> EXCERPT:
Taking on The Lion of Gujarat
The wife of slain Member of Parliament Ahsan Jafri files a complaint against Narendra Modi and other top leaders for the pogrom of 2002.
Narendra Modi calls himself the lion of Gujarat. He is best known for the gory communal pogrom of 2002. That was how Gujarat’s Chief Minister was widely seen as having got himself elected to office. By manipulating the Godhra tragedy to stir up communal tension and allowing the mobs to wreak havoc. The outcome – more than 1,000 people dead officially, more than 150,000 homeless and a huge majority in the elections that followed later that year.
Although his collusion in the carnage is common knowledge, why has he not been punished for it? Simple. No one dared file a case against him until now.
After more than four years, one of the victims, Zakia Jafri, has taken the bold step of registering a case against Modi and 62 others – for their complicity in the pogrom. Zakia Jafri is the elderly widow of former Member of Parliament Ahsan Jafri who was killed in his home at Gulbarg Society, Ahmedabad. It was one of the most brutal attacks in which around 50 others were killed and several women raped and mauled. Among the others mentioned in the complaint are top Vishwa Hindu Parishad (VHP) leaders (Praveen Togadia, Jaideep Patel and Keka Shastri), 11 Ministers, five Members of the Legislative Assembly (MLAs), and senior police officials and bureaucrats. The first information report (FIR) was sent by registered post on July 8 to the Sector 21 (Vidhan Sabha) police station.
Zakia Jafri, wife of late MP Ahsan Jafri who was murdered in the 2002 communal carnage
Zakia Jafri has accused the 63 named in the FIR of aiding and abetting the mass carnage and subverting the Constitution for the past four years. “A mass carnage was orchestrated by the most powerful in the State executive using pressure and connivance of the State administration and law and order machinery,” Jafri said in the FIR. “There has been continued and consistent attempts to further this unlawful and unconstitutional worldview and mandate by using state terror and pressure to intimidate victim survivors, marginalise (socially and economically) the community they hail from, destroy and/or manipulate evidence to influence the course of justice.” The FIR asks for action under Section 302 of the Indian Penal Code (criminal conspiracy) and other sections of laws dealing with human rights.
Why has Jafri chosen to file the FIR after so many years? “Over the last few years, many police officials submitted affidavits to the Shah-Nanavati Commission (which is inquiring into the violence) that provide sufficient proof that the violence was planned and the police were ordered deliberately to neglect their duty,” says Tanvir Jafri, Zakia’s son. “The government should have used these testimonies in court as proof and filed cases. But since it has not, we have decide to take legal action. There is no doubt of police neglect in almost all the attacks. For instance, why didn’t they save my father when they knew he was in danger 10 hours before he was murdered?”
“We can’t wait for the judicial commission report. These commissions go on endlessly and have become a convenient escape route for governments to avoid taking action,” said Jafri. Judicial commissions have only the power to recommend that the government take action. They cannot order any legal action. There were eight commissions appointed to probe the causes of the 1984 anti-Sikh riots in Delhi. The final report was released 20 years later, which recommended action against several Congress leaders, including Kamal Nath, H.K.L. Bhagat, Jagdish Tytler and Sajjan Kumar. H.K.L. Bhagat is now dead. The others have not been arrested. The Justice Srikrishna Commission report on the Mumbai riots of 1992-93 indicted several Shiv Sena leaders, but no action has been taken against them.

> DATA PROVIDED:
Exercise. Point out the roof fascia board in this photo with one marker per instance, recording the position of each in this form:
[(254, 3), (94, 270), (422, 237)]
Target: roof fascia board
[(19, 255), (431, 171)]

> SET TASKS:
A: Name every Congress leader that the final report on the 1984 anti-Sikh riots recommended action against, as the article on the complaint against Narendra Modi lists them.
B: Revise the stretch of the article from "Zakia Jafri, wife" through "with human rights." so that "massacre" stands in place of "carnage".

> RESPONSES PER TASK:
A: Kamal Nath, H.K.L. Bhagat, Jagdish Tytler and Sajjan Kumar

B:
Zakia Jafri, wife of late MP Ahsan Jafri who was murdered in the 2002 communal massacre
Zakia Jafri has accused the 63 named in the FIR of aiding and abetting the mass massacre and subverting the Constitution for the past four years. “A mass massacre was orchestrated by the most powerful in the State executive using pressure and connivance of the State administration and law and order machinery,” Jafri said in the FIR. “There has been continued and consistent attempts to further this unlawful and unconstitutional worldview and mandate by using state terror and pressure to intimidate victim survivors, marginalise (socially and economically) the community they hail from, destroy and/or manipulate evidence to influence the course of justice.” The FIR asks for action under Section 302 of the Indian Penal Code (criminal conspiracy) and other sections of laws dealing with human rights.